---- Source extract

Alphabet and Google CEO Sundar Pichai meets with Polish Prime Minister Donald Tusk at Google for Startups in Warsaw, Poland, on February 13, 2025.

Klaudia Radecka | Nurphoto | Getty Images

From the courtroom to the boardroom, it was a big week for tech investors.

The resolution of Google’s antitrust case led to sharp rallies for Alphabet and Apple. Broadcom shareholders cheered a new $10 billion customer. And Tesla’s stock was buoyed by a freshly proposed pay package for CEO Elon Musk.

Add it up, and the U.S. tech industry’s eight trillion-dollar companies gained a combined $420 billion in market cap this week, lifting their total value to $21 trillion, despite a slide in Nvidia shares.

Those companies now account for roughly 36% of the S&P 500, a proportion so great by historical standards that Howard Silverblatt, senior index analyst at S&P Dow Jones Indices, told CNBC by email, “there are no comparisons.”

Read more CNBC tech news

There was a certain irony to this week’s gains.

Alphabet’s 9% jump on Wednesday was directly tied to the U.S. government effort to diminish the search giant’s market control, which was part of a years-long campaign to break up Big Tech. Since 2020, Google, Apple, Amazon and Meta have all been hit with antitrust allegations by the Department of Justice or Federal Trade Commission.

A year ago, Google lost to the DOJ, a result viewed by many as the most-significant antitrust decision for the tech industry since the case against Microsoft more than two decades earlier. But in the remedies ruling this week, U.S. District Judge Amit Mehta said Google won’t be forced to sell its Chrome browser despite its loss in court and instead handed down a more limited punishment, including a requirement to share search data with competitors.

The decision lifted Apple along with Alphabet, because the companies can stick with an arrangement that involves Google paying Apple billions of dollars per year to be the default search engine on iPhones. Alphabet rose more than 10% for the week and Apple added 3.2%, helping boost the Nasdaq 1.1%.

Analysts at Wedbush Securities wrote in a note after the decision that the ruling “removed a huge overhang” on Google’s stock and a “black cloud worry” that hung over Apple. Further, they said it clears the path for the companies to pursue a bigger artificial intelligence deal involving Gemini, Google’s AI models.

“This now lays the groundwork for Apple to continue its deal and ultimately likely double down on more AI related partnerships with Google Gemini down the road,” the analysts wrote.

Mehta explained that a major factor in his decision was the emergence of generative AI, which has become a much more competitive market than traditional search and has dramatically changed the market dynamics.

New players like OpenAI, Anthropic and Perplexity have altered Google’s dominance, Mehta said, noting that generative AI technologies “may yet prove to be game changers.”

On Friday, Alphabet investors shrugged off a separate antitrust matter out of Europe. The company was hit with a 2.95-billion-euro ($3.45 billion) fine from European Union regulators for anti-competitive practices in its advertising technology business.

Broadcom pops

Broadcom shares spike briefly on Q4 beat

While OpenAI was an indirect catalyst for Google and Apple this week, it was more directly tied to the huge rally in Broadcom’s stock.

--------
---- Dataset section

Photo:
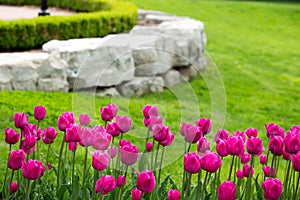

--------

__Problem 1__
Reproduce the article about tech stocks word for word, from "From the courtroom" up to and including "in Nvidia shares.".
__Problem 2__
Sum up the article about tech stocks in two sentences.

__Expected answer 1__
From the courtroom to the boardroom, it was a big week for tech investors.

The resolution of Google’s antitrust case led to sharp rallies for Alphabet and Apple. Broadcom shareholders cheered a new $10 billion customer. And Tesla’s stock was buoyed by a freshly proposed pay package for CEO Elon Musk.

Add it up, and the U.S. tech industry’s eight trillion-dollar companies gained a combined $420 billion in market cap this week, lifting their total value to $21 trillion, despite a slide in Nvidia shares.

__Expected answer 2__
The U.S. tech industry's eight trillion-dollar companies gained a combined $420 billion in market cap this week, helped by Alphabet and Apple rallying after Google's antitrust case was resolved, a new $10 billion customer for Broadcom, and a proposed pay package for Tesla CEO Elon Musk. Judge Amit Mehta ruled that Google won't be forced to sell its Chrome browser and instead gave a more limited punishment, citing the rise of generative AI as a major factor, and the ruling lets Google keep paying Apple to be the default search engine on iPhones.